### Goal:
Display every line of the material that contains the string "suit". Matching is case-sensitive.

--- begin ---

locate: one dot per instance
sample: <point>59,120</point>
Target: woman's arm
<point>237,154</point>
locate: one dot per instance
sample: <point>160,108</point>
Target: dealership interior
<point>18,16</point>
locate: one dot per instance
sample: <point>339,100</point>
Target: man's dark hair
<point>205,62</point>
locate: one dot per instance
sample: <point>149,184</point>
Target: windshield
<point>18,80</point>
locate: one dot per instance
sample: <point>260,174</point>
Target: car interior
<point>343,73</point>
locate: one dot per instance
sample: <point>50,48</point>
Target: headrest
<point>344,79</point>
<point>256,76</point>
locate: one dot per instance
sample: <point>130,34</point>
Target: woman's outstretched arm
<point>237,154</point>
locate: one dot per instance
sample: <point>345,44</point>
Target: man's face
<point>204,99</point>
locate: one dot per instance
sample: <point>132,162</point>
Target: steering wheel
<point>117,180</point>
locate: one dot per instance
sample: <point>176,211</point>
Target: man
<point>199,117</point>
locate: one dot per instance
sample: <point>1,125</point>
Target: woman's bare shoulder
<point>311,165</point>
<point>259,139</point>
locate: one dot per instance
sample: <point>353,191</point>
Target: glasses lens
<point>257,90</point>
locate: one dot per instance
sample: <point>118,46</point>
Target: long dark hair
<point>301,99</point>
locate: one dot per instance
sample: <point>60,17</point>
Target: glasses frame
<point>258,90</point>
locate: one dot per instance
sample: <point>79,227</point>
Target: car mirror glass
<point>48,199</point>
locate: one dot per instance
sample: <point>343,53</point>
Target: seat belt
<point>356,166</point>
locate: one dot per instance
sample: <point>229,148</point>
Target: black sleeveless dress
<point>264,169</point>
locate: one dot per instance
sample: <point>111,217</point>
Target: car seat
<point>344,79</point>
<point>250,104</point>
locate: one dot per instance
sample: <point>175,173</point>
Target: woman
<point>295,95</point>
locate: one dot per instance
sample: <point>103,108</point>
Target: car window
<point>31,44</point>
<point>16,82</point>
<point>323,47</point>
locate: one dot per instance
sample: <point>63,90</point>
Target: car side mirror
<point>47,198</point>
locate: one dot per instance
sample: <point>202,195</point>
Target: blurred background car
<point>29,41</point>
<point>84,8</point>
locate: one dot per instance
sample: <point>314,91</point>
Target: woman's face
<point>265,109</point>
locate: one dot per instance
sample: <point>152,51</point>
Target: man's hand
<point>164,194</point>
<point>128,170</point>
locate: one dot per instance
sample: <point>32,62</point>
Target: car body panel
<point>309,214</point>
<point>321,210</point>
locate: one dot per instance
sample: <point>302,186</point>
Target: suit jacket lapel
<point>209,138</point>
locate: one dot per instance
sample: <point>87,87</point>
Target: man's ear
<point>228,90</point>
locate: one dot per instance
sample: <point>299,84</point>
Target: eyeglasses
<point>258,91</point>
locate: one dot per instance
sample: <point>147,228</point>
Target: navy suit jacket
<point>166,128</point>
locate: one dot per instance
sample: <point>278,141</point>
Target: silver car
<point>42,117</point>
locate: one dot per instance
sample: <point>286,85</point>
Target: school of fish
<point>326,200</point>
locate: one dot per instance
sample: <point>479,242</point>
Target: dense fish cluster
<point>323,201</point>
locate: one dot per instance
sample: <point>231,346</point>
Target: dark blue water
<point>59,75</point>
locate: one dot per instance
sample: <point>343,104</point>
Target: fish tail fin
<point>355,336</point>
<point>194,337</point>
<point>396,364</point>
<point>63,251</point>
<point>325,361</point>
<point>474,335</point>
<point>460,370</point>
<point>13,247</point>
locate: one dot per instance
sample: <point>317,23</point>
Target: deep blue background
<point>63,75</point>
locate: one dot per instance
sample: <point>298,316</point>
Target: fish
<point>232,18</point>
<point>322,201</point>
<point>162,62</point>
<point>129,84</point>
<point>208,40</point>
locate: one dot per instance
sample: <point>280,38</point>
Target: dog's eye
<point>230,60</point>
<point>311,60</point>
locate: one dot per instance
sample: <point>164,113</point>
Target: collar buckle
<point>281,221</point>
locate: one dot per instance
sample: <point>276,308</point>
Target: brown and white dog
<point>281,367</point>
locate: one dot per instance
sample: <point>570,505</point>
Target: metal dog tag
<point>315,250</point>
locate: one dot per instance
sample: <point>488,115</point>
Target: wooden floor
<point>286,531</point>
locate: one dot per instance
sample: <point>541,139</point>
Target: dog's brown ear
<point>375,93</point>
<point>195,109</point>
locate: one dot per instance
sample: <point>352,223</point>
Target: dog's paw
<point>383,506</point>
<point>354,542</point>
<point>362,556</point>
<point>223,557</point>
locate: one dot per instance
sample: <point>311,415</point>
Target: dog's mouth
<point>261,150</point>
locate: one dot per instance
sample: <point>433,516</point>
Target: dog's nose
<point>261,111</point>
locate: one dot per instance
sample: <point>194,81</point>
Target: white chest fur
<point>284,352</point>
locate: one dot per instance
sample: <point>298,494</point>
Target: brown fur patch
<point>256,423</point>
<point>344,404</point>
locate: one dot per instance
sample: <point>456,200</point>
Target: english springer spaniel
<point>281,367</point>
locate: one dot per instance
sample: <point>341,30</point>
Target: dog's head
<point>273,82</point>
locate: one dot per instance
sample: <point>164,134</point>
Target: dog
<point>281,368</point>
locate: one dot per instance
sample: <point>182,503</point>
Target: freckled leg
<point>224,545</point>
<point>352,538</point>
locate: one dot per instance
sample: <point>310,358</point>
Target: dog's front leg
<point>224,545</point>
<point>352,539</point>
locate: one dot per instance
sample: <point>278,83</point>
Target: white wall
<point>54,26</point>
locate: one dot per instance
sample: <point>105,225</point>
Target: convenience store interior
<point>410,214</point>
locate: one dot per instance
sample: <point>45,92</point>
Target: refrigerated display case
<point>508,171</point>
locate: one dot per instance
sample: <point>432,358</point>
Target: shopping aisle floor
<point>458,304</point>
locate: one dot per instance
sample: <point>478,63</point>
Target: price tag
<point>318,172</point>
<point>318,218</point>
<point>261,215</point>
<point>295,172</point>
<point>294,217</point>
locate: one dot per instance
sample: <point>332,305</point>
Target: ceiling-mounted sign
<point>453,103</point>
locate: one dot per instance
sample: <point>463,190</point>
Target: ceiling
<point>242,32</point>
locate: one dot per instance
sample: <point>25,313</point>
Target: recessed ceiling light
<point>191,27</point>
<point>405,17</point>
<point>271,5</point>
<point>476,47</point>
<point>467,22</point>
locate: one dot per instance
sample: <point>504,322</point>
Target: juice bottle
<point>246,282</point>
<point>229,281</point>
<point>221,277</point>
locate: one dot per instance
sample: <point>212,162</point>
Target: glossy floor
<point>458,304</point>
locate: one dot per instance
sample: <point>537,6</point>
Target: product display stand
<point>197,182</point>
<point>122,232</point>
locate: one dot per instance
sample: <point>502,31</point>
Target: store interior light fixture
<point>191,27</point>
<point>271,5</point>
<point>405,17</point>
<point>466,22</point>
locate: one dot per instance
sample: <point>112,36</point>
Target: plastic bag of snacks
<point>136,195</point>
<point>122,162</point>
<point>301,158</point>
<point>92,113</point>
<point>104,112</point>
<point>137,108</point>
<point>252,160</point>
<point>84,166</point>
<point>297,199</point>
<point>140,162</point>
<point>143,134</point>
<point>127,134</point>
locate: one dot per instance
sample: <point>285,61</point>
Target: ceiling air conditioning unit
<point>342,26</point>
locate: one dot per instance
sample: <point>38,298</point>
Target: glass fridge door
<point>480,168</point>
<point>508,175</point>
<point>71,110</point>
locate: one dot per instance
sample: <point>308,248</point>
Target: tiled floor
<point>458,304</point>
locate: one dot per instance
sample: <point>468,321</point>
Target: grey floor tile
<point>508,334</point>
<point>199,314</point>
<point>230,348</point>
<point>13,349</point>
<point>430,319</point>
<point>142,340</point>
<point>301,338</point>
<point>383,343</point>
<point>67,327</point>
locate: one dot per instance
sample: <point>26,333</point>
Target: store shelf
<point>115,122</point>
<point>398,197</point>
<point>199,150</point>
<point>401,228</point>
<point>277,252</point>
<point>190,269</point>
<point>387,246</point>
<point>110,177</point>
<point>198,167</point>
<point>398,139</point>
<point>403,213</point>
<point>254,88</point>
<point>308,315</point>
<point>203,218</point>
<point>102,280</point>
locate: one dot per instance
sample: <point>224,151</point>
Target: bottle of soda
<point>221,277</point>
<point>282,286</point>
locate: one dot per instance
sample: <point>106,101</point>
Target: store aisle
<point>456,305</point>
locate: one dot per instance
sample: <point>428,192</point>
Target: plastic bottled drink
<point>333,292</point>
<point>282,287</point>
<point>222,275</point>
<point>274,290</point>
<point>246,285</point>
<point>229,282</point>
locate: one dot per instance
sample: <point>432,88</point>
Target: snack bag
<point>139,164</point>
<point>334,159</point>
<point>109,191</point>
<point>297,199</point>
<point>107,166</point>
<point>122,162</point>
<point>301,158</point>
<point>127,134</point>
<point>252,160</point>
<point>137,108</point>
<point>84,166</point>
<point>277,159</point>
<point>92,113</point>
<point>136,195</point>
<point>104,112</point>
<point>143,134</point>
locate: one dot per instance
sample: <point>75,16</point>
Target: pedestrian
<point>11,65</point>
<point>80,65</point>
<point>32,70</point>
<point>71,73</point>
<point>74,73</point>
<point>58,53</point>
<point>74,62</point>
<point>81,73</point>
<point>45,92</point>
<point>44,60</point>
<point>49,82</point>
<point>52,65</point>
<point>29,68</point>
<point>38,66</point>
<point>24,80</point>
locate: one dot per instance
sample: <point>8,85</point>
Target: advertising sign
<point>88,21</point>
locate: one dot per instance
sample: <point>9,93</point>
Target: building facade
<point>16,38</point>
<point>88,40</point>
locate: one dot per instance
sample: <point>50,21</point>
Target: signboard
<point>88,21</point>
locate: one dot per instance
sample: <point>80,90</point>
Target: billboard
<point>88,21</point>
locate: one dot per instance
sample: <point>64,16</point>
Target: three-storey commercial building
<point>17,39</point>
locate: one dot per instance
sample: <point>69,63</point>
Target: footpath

--- end ---

### Written response:
Target: suit jacket lapel
Target: navy suit jacket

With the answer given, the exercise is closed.